* [Text excerpt]:
━━━━━━━━━━━━━━━━
In this problem-solving idea for a startup, one of Waveup’s clients – an activewear brand – presented with quantitive proofs.
The Waveup team has a wealth of success stories, with this circular retailer being one of them. This example showcases the power of highlighting a specific niche in the problem slide and why it’s vital today.
Build a well-defined go-to-market strategy
Your go-to-market strategy (GTM) is like your pathway to customers, and investors want to check if the route you will be taking is efficient and makes overall sense. It is not just about the marketing channels but also the distributor network, online and offline selling strategy, and an established supply chain. A well-thought-out GTM plan can demonstrate to investors that the startup has a solid plan in place for reaching its target customers and scaling the business.
Highlight your market position and show what makes your product unique
Just like your customers, investors need to understand what sets you apart from the competition and makes your product unique. This could be anything from a unique technology or design feature to an established community or scalable business model.
Emphasizing what creates a strong competitive moat around your brand is key in convincing investors that your fashion startup has the potential for long-term success in the industry.
For instance, Waveup’s clients have demonstrated a clear direction and a strong competitive moat in the activewear space, which can inspire other fashion startups to position themselves similarly. By incorporating unique selling propositions and examples of a strong competitive moat, investors will be more inclined to invest in your business.
Showcase your specific niche in the fashion industry
One of the key factors that investors consider when evaluating a fashion brand is the market potential. They want to see that there is a clear demand for the products and that the brand has a specific target audience. This is where having a well-defined niche becomes crucial.
━━━━━━━━━━━━━━━━
* [Data block]:
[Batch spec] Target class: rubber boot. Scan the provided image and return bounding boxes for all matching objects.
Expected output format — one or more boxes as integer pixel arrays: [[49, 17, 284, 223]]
━━━━━━━━━━━━━━━━
* [Written instruction 1]:
In the fashion startup pitch text, what does a go-to-market strategy cover besides marketing channels?
* [Written instruction 2]:
Using the fashion startup pitch text, explain why a well-defined niche matters when presenting a fashion brand to investors.

* [Final answer 1]:
The distributor network, the online and offline selling strategy, and an established supply chain.

* [Final answer 2]:
Investors weigh market potential when they evaluate a fashion brand. They want to see clear demand for the products and a specific target audience, and a well-defined niche is what shows this.